When copying the entries below, leave out every picture and keep the rest exact.

• [Listed records]

********************

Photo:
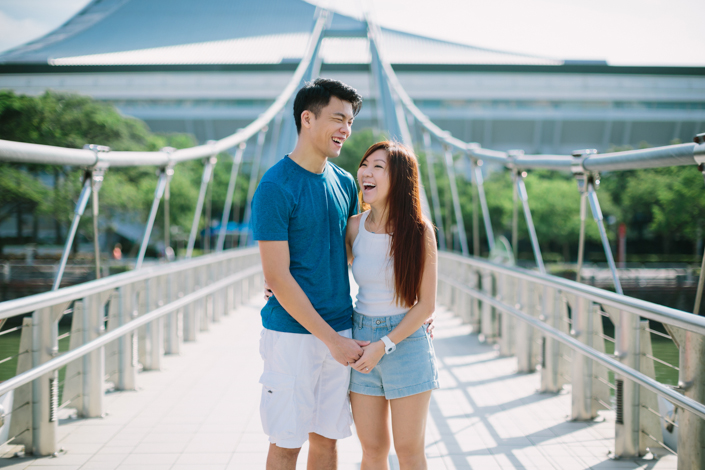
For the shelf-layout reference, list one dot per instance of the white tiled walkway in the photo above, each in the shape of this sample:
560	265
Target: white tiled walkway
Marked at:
201	413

********************

• [Output for this exercise]
Photo:
For the shelf-layout reference, list one dot per instance of the white tiled walkway in the photo above, each in the shape of this sample:
560	265
Target: white tiled walkway
Marked at:
201	413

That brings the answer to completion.